ENTRIES PROVIDED

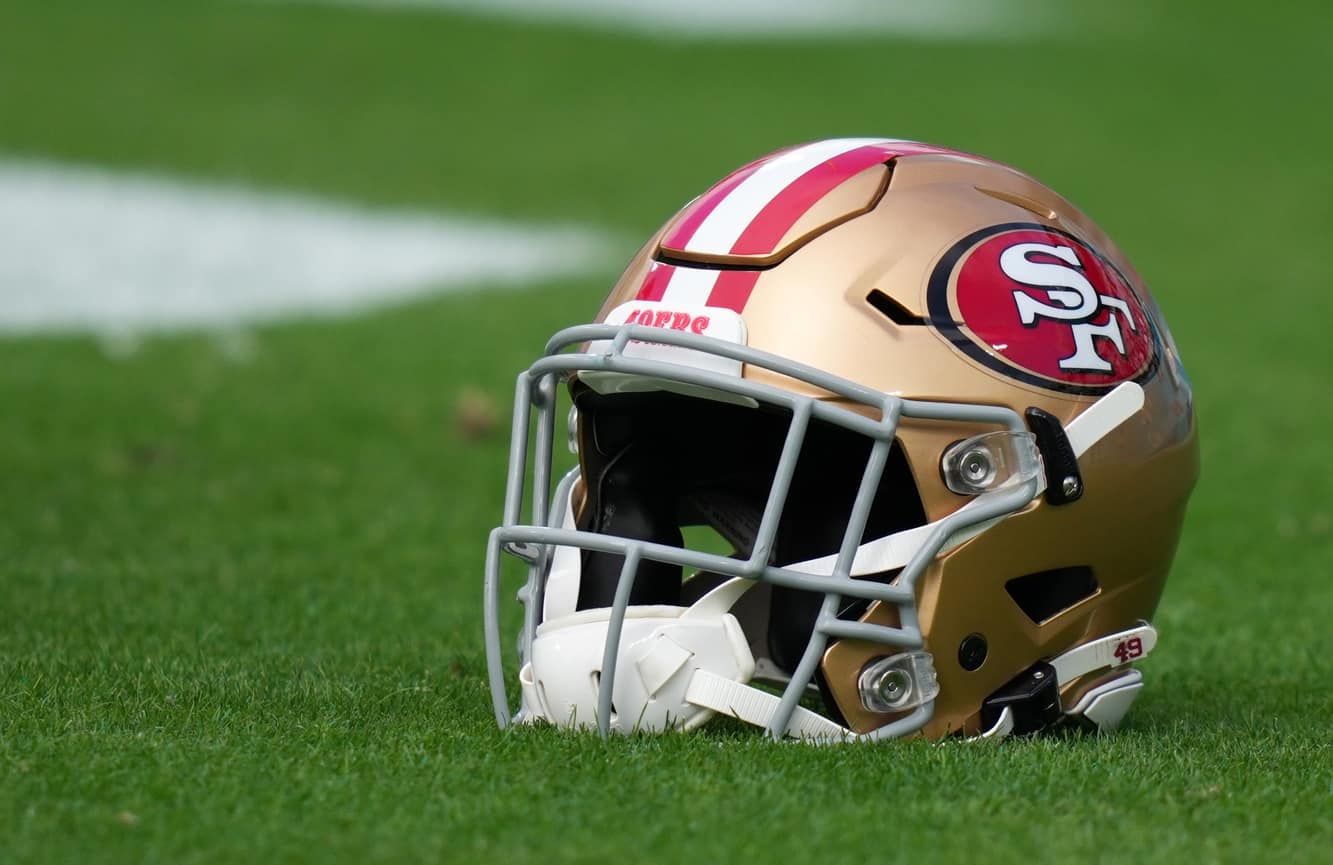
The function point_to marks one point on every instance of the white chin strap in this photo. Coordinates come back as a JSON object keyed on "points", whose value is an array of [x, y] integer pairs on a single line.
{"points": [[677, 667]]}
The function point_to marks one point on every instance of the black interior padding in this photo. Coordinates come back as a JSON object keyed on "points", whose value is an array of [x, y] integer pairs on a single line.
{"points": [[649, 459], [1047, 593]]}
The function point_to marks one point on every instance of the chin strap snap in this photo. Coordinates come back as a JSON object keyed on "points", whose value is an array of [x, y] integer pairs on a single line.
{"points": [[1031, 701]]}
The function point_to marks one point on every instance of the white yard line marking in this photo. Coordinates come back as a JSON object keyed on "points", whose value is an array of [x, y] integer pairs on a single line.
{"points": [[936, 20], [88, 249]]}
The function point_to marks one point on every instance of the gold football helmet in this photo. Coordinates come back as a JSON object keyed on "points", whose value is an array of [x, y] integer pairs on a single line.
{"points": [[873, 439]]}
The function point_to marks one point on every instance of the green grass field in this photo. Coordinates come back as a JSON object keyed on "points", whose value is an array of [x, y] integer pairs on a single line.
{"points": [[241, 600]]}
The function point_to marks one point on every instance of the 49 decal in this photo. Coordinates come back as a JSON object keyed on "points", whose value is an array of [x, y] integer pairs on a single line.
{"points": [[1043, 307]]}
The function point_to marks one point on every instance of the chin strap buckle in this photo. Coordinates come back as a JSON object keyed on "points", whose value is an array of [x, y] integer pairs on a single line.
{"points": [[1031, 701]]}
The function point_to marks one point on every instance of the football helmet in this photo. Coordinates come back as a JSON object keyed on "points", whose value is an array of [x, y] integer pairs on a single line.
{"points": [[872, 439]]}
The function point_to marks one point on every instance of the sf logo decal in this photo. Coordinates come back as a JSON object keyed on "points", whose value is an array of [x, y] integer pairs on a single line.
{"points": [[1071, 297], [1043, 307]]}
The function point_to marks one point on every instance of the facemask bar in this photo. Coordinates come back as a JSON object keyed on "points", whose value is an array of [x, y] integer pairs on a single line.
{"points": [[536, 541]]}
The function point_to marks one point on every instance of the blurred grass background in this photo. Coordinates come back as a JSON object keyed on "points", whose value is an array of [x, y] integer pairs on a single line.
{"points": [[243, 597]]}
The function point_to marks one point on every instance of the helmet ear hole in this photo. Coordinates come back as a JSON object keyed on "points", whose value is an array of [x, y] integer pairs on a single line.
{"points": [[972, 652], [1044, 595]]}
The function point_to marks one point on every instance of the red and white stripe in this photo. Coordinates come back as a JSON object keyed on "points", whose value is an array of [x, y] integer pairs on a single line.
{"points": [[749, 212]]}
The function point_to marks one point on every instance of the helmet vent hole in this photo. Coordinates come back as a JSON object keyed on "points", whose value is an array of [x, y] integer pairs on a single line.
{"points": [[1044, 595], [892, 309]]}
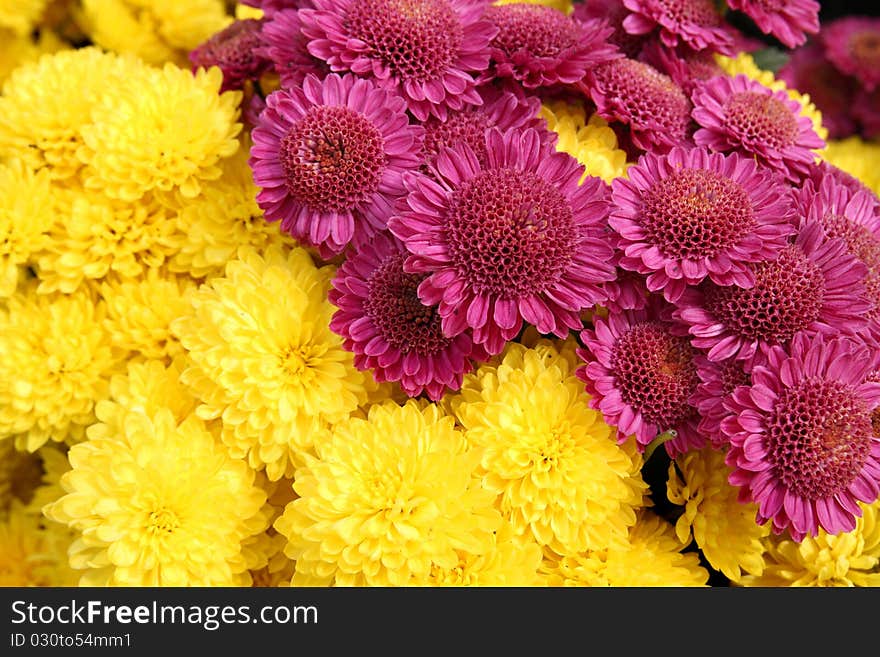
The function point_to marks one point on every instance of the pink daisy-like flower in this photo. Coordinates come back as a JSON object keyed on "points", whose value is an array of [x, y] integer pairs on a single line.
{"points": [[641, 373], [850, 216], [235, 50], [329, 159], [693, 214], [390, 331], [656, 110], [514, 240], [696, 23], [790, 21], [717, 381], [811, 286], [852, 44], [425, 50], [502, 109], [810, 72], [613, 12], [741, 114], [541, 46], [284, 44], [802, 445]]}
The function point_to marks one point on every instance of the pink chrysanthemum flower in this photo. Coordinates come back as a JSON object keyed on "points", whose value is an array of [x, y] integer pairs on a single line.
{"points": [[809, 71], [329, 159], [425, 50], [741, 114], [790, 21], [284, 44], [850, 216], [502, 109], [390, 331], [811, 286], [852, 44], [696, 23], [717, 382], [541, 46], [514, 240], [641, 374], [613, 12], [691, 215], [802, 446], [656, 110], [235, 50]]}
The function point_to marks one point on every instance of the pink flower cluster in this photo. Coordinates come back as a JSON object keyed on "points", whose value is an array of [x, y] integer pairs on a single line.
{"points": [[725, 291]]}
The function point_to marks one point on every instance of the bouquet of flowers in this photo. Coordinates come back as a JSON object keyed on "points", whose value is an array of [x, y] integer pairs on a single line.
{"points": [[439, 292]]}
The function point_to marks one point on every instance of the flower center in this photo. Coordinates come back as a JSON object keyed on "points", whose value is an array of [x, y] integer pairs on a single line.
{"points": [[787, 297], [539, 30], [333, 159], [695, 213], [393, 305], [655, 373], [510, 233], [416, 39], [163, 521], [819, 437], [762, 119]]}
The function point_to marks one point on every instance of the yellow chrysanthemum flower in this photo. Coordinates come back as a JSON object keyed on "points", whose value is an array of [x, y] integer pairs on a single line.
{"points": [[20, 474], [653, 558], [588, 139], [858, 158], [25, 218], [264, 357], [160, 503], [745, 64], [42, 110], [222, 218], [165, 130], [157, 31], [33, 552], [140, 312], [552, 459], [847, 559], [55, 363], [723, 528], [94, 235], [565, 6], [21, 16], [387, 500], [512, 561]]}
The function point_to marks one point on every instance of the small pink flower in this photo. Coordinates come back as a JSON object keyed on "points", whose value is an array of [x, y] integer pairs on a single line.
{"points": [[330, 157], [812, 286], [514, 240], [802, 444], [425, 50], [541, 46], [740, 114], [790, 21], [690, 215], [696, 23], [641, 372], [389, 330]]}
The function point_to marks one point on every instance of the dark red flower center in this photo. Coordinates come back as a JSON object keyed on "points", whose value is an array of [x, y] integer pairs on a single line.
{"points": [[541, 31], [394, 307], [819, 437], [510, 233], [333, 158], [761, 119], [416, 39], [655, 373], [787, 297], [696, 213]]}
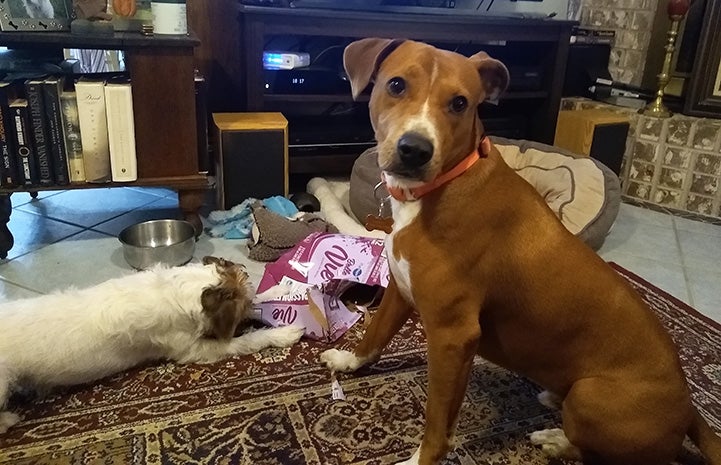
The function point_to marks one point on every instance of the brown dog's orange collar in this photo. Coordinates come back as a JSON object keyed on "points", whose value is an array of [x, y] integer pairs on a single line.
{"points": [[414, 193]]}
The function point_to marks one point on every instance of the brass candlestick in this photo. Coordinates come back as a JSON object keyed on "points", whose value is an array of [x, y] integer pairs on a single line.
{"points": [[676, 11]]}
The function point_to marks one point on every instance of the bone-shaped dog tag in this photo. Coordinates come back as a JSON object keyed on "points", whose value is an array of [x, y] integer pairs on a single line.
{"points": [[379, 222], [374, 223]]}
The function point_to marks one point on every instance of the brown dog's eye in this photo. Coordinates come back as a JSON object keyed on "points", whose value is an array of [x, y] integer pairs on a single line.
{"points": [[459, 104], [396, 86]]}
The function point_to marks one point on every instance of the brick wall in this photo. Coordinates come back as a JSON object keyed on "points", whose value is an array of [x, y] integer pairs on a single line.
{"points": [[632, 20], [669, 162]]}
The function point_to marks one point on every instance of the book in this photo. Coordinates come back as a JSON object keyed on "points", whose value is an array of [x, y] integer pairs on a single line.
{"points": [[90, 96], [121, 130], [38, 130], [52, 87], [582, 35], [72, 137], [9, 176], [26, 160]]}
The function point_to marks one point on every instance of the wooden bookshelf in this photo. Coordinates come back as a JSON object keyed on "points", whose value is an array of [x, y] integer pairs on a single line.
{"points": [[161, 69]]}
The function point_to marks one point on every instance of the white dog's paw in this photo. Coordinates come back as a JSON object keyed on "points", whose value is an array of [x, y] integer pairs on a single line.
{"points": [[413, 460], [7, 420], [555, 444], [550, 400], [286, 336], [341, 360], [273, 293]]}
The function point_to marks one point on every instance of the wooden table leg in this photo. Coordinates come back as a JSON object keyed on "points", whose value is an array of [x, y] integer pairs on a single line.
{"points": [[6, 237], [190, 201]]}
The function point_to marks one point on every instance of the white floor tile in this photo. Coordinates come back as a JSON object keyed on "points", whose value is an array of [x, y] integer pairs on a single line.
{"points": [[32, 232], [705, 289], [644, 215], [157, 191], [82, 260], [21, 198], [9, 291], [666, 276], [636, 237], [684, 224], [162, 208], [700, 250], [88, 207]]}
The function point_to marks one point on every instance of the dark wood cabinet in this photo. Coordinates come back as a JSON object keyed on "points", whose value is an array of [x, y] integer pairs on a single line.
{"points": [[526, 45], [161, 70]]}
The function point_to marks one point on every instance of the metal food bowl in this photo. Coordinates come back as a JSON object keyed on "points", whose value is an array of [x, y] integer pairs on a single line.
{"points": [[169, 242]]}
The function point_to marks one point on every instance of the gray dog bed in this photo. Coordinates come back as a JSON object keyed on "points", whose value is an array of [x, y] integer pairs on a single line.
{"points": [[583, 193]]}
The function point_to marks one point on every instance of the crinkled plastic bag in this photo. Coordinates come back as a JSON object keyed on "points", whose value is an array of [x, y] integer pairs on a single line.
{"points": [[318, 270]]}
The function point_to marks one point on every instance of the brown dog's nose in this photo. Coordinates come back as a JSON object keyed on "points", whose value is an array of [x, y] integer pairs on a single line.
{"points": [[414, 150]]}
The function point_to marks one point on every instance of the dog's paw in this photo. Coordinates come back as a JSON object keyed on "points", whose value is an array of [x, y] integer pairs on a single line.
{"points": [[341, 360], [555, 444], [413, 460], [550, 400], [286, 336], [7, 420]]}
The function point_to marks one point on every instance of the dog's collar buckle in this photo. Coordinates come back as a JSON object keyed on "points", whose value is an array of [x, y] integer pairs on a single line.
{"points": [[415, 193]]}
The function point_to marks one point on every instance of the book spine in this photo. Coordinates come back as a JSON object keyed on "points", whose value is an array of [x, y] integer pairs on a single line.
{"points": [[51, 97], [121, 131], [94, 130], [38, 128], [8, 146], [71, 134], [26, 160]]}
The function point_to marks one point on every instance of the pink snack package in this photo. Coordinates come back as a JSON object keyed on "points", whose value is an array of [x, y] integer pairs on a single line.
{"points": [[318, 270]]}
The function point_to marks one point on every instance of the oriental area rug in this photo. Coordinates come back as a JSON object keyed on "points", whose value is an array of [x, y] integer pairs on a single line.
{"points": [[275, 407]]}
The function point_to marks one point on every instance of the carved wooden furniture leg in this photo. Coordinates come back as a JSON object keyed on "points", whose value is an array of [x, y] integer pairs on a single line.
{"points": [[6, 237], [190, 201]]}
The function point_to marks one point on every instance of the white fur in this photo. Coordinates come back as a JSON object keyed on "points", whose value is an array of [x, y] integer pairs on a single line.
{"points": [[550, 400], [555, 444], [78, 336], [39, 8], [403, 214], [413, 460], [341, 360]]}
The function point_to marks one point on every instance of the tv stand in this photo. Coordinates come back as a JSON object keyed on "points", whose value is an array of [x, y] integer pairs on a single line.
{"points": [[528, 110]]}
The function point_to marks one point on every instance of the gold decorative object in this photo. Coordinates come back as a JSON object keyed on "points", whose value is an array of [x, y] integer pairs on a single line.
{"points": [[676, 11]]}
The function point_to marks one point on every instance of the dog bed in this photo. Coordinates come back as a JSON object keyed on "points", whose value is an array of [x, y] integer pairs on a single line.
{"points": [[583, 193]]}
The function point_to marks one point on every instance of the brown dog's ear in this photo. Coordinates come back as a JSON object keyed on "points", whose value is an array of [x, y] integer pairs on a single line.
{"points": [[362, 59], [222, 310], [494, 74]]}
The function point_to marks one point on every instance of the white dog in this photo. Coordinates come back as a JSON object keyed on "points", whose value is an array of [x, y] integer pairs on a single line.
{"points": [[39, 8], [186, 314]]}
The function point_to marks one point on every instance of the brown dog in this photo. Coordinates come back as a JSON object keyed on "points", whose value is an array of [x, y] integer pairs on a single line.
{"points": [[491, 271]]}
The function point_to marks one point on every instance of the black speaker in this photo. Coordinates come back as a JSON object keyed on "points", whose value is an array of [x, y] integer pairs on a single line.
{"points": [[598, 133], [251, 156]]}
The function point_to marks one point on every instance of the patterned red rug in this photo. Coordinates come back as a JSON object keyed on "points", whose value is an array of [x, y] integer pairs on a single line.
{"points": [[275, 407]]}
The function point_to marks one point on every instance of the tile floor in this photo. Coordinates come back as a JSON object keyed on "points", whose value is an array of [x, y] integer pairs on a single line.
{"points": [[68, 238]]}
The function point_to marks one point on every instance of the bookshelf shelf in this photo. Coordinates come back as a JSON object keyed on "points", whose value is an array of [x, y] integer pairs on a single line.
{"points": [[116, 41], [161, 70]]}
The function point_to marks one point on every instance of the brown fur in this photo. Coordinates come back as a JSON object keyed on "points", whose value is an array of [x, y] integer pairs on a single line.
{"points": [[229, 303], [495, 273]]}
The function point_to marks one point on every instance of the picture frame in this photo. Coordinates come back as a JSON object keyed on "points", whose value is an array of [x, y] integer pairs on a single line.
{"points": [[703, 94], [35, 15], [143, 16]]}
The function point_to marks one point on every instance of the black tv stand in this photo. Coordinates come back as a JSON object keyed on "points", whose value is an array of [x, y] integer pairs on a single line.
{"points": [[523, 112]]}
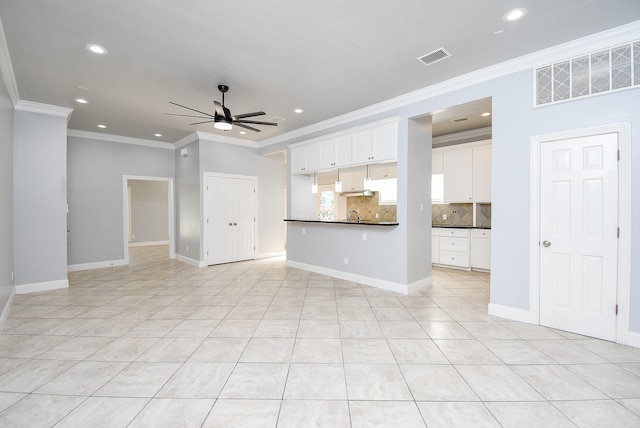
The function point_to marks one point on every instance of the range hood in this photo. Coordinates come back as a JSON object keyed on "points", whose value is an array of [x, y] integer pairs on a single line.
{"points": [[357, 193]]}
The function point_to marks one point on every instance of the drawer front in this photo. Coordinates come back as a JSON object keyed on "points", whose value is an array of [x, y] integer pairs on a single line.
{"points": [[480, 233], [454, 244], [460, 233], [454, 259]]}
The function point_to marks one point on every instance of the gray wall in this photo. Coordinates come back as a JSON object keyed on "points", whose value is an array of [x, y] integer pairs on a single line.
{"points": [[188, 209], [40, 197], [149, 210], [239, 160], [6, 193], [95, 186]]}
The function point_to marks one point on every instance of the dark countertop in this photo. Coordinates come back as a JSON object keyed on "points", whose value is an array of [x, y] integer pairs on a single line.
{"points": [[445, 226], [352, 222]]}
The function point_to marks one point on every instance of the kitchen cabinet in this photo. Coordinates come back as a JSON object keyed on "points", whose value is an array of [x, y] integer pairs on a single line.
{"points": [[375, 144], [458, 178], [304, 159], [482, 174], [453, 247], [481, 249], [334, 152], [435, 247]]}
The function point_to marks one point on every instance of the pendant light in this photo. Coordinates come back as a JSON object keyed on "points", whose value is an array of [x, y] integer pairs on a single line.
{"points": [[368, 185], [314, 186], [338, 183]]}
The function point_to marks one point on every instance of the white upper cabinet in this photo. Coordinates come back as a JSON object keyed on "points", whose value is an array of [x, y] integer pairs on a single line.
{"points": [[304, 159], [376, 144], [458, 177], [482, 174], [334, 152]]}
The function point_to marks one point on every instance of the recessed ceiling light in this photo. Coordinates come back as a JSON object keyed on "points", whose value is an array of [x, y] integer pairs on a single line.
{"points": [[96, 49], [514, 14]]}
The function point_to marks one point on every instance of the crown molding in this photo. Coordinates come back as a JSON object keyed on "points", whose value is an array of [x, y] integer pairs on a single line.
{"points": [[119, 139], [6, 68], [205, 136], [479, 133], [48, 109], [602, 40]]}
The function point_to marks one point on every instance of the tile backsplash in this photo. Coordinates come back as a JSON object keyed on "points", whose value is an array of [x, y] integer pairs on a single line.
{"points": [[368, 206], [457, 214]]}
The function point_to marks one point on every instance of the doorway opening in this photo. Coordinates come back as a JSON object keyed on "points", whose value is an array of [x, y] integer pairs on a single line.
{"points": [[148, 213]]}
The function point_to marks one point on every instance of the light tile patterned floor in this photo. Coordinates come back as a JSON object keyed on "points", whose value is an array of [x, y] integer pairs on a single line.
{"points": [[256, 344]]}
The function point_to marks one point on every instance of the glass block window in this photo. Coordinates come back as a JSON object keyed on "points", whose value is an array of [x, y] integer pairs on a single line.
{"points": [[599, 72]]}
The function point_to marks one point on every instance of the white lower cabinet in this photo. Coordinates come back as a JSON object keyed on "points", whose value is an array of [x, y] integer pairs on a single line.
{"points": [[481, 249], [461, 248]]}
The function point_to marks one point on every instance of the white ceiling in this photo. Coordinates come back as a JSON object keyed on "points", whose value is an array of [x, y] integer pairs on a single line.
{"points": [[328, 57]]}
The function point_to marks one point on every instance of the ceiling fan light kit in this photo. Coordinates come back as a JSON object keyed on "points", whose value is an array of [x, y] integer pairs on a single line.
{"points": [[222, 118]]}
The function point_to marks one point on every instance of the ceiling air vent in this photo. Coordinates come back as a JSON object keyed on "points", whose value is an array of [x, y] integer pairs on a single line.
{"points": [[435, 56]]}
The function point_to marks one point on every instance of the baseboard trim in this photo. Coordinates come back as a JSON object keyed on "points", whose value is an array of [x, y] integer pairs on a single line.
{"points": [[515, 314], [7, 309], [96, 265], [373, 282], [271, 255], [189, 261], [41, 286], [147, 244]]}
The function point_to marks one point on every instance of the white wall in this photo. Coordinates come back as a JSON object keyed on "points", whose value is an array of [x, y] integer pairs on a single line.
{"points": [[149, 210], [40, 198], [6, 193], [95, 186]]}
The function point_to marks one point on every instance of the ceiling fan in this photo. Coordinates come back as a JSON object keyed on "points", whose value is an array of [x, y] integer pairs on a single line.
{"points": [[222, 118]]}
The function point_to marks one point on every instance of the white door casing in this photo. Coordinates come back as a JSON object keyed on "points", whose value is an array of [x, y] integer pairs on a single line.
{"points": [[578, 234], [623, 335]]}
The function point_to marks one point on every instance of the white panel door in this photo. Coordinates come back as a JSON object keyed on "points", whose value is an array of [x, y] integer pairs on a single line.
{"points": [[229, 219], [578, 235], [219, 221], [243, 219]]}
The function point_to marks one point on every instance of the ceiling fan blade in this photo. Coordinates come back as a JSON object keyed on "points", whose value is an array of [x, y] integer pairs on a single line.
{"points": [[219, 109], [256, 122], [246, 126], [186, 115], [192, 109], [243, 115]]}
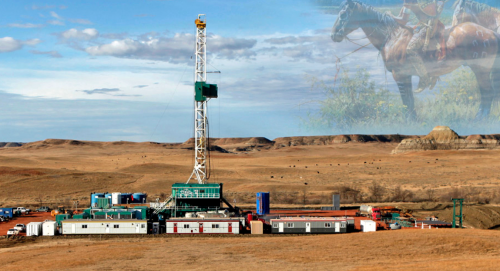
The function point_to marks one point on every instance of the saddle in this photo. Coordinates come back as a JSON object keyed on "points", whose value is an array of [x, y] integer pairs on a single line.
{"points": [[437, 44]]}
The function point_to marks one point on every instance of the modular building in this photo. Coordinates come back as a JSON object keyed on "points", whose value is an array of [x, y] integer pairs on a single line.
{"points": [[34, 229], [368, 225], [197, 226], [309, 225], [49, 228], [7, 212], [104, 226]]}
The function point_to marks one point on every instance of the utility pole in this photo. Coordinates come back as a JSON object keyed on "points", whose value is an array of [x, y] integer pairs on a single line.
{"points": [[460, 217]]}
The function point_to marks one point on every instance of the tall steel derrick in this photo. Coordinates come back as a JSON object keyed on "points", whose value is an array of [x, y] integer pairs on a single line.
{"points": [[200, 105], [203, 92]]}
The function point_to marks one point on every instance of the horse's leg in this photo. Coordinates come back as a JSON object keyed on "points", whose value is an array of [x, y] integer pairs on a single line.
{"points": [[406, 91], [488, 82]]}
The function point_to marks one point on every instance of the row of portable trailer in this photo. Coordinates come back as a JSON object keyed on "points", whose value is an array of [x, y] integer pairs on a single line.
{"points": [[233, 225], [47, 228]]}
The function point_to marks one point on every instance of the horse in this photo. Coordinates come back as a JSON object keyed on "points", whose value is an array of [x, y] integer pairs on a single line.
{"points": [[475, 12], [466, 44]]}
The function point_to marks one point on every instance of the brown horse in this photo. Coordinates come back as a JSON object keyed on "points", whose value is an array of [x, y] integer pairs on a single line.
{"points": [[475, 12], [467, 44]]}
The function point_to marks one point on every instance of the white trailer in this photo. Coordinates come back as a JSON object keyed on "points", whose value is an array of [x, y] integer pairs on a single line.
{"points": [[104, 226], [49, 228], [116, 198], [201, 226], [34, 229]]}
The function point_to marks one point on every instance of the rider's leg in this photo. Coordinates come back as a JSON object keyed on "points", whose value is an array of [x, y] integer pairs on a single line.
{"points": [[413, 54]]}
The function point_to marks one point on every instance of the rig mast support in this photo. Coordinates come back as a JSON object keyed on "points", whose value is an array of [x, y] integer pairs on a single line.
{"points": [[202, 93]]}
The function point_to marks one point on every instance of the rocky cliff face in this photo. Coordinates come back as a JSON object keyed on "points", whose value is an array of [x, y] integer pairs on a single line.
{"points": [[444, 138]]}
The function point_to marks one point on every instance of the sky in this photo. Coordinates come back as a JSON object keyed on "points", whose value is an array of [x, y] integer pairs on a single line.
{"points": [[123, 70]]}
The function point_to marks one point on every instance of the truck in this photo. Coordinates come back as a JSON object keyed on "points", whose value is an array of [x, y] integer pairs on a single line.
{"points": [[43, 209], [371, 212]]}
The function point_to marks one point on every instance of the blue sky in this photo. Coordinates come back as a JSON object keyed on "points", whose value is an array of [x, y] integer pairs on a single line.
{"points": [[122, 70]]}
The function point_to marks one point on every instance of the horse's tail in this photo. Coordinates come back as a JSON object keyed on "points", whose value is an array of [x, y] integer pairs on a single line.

WORK TO BE COMPLETED
Begin with the line that contains "of the blue" and set down each line exactly until the records above end, including the final line.

ANSWER IN FULL
The function point_to marks one point on every instance of the blue sky in this photo. Coordinates come back as a JSON object keyed on "points", whose value is an array of [x, y] integer pairs on a single line.
{"points": [[122, 70]]}
The function point_to marks one point on every instance of the horse's tail in this photo. Coordinates come back as a JSON object keyed on "points", whose value is an array of [x, y] integer pairs on a single line.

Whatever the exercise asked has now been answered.